Why does all this matter? Everitt et al. (2021a) use Fig. 3a to claim that there is no incentive for the policy to instrumentally control how the human’s opinion is updated and they deem the proposed system safe as a result. However, under one plausible interpretation, our causal discovery approach yields the mechanised causal graph representation of Fig. 3b, which contains a directed path H2 → D. This can be interpreted as the recommendation system is influencing the human in a goal-directed way, as it is adapting its behaviour to changes in how the human is influenced by its recommendation (cf. discussion in Section 1.2).
This example casts doubt on the reliability of graphical incentive analysis (Everitt et al., 2021a) and its applications (Ashurst et al., 2022; Cohen et al., 2021; Evans and Kasirzadeh, 2021; Everitt et al., 2021b; Farquhar et al., 2022; Langlois and Everitt, 2021). If different interpretations of the same graph yields different conclusions, then graph-based inference does not seem possible.
I think the real problem with the graph in Figure 3a is that it has already stepped onto the “mechanism land”, but didn’t depict any mechanism variables apart from that of H1, which is M. The discussion in the quote above assumes that the graph in Figure 3a models repeated recommendations (and, well, otherwise there weren’t both H1 and H2 on this graph simultaneously). Therefore, as I noted above, causal links between object-level chance variables and the corresponding mechanism variables should point from the object-level to the mechanism. And, indeed, there is a link H1 → M. Thus, M on the graph is identical to ~H1 in the notation of mechanised SCMs, and ~M should be interpreted as the mechanism of deriving the mechanism: that is, the statistical algorithm used to derive M (~H1) from ~H2 and U.
I think the mechanised SCM of content recommendation should look closer to this, taking the “the model was obtained by predicting clicks based on past user data” interpretation:
On this graph, red causal links are those that are different from Figure 3b, which doesn’t imply any special causal semantics.
I also assumed that ~U and M are learned jointly, hence a direct bidirectional link between these models. However, ~U might also be fixed to some static algorithm, such as a static click rate discounted according to a certain static formula which takes the strength of the preference of the user to the recommended content as the input. The preference is taken from the user model M (which is still learned). In this interpretation, all the incoming causal links into ~U should be erased, and “changing how a human reacts to recommended content (~H2), would lead to a change in the way that predicted clicks depend on the model of the original user (~U)” is not inevitable (see the beginning of the quote from the paper above).

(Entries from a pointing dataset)
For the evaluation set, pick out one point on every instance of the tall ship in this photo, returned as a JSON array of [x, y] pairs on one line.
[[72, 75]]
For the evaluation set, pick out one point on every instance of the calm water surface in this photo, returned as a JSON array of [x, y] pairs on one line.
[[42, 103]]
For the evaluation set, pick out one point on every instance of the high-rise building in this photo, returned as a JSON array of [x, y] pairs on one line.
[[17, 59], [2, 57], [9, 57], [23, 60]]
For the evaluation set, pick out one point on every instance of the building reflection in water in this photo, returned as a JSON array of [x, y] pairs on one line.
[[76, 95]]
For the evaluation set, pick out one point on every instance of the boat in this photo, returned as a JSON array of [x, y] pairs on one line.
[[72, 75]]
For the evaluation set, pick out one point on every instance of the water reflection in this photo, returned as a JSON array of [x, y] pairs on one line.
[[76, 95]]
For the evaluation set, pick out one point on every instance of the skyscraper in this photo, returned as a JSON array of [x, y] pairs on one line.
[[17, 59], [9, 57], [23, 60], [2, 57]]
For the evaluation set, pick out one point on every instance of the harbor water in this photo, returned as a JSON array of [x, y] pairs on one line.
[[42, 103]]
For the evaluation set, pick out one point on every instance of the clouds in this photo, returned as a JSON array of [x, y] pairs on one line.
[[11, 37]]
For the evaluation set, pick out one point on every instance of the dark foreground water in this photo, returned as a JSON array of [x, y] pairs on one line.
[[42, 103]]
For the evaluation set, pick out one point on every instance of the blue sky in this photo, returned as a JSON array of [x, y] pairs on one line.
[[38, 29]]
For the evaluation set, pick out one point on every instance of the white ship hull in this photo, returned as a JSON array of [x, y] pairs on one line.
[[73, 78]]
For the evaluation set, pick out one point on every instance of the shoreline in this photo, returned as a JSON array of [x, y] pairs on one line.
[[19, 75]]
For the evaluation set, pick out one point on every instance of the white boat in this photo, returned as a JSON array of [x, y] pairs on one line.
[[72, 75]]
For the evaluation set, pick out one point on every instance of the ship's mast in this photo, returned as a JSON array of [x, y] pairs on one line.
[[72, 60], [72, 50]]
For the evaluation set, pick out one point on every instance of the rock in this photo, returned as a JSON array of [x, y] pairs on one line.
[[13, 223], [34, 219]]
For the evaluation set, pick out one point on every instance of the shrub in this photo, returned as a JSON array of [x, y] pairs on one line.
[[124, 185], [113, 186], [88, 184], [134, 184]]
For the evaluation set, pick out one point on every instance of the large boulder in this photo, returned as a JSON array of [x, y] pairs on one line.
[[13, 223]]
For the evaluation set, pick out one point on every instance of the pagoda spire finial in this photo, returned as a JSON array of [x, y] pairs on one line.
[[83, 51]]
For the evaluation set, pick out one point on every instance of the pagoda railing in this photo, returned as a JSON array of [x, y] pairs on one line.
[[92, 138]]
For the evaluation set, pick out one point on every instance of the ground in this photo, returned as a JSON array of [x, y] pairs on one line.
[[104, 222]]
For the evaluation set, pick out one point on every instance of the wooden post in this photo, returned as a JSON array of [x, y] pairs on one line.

Given request A:
In the passage on causal graphs, what directed path does the mechanised causal graph of Fig. 3b contain?
Given request B:
Reproduce the passage on causal graphs from "Why does all" up to and including "in Section 1.2).".

Problem solution A:
H2 → D

Problem solution B:
Why does all this matter? Everitt et al. (2021a) use Fig. 3a to claim that there is no incentive for the policy to instrumentally control how the human’s opinion is updated and they deem the proposed system safe as a result. However, under one plausible interpretation, our causal discovery approach yields the mechanised causal graph representation of Fig. 3b, which contains a directed path H2 → D. This can be interpreted as the recommendation system is influencing the human in a goal-directed way, as it is adapting its behaviour to changes in how the human is influenced by its recommendation (cf. discussion in Section 1.2).